EXERCISE DETAILS.
Rewrite everything from the start of these lines down to and including the line containing "40,0,300,113", putting "enclosing rectangle" wherever "bounding box" appears and leaving all else unchanged.

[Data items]

---------------

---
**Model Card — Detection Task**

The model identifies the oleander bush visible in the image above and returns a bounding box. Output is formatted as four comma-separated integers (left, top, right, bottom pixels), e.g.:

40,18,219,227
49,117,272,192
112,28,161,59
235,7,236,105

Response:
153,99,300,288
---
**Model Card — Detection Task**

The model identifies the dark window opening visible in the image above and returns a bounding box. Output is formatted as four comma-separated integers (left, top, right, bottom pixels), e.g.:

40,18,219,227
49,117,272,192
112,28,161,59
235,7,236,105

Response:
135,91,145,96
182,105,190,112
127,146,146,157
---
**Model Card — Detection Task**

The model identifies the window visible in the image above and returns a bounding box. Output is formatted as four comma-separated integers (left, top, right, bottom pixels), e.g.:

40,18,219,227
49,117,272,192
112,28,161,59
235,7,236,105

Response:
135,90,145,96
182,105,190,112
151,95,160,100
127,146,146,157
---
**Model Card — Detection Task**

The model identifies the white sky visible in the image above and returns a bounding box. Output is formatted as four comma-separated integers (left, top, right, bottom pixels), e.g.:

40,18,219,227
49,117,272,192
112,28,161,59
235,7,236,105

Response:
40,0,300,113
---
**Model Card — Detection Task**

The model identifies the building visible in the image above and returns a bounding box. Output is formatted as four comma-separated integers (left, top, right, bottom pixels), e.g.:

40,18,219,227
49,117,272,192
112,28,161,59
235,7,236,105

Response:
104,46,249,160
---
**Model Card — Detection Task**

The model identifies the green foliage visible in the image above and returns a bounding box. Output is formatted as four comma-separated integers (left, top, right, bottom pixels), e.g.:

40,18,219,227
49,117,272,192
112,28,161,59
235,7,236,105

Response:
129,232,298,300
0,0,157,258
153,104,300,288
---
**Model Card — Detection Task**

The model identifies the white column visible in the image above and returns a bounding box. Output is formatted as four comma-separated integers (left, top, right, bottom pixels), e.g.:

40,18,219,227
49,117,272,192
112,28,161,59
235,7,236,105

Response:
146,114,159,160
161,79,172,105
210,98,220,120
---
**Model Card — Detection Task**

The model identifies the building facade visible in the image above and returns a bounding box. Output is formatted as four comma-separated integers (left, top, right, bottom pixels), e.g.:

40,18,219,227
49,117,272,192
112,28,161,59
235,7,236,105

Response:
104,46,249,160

---------------

FINISHED EXERCISE.
---
**Model Card — Detection Task**

The model identifies the oleander bush visible in the image above and returns a enclosing rectangle. Output is formatted as four comma-separated integers (left, top, right, bottom pixels), e.g.:

40,18,219,227
49,117,272,192
112,28,161,59
235,7,236,105

Response:
153,99,300,288
---
**Model Card — Detection Task**

The model identifies the dark window opening visible in the image above and returns a enclosing rectangle. Output is formatted as four comma-separated integers (left, top, right, bottom pixels), e.g.:

40,18,219,227
49,117,272,192
112,28,161,59
235,7,236,105

Response:
135,91,145,96
182,105,190,112
127,146,146,157
---
**Model Card — Detection Task**

The model identifies the window visible in the image above and returns a enclosing rectangle. Output is formatted as four comma-separated integers (left, top, right, bottom pixels), e.g.:

40,18,219,227
49,117,272,192
112,28,161,59
235,7,236,105

Response:
135,90,145,96
182,105,190,112
151,95,160,100
127,146,146,157
---
**Model Card — Detection Task**

The model identifies the white sky visible in the image above and returns a enclosing rectangle. Output is formatted as four comma-separated integers (left, top, right, bottom pixels), e.g.:

40,18,219,227
49,117,272,192
112,28,161,59
235,7,236,105

Response:
40,0,300,113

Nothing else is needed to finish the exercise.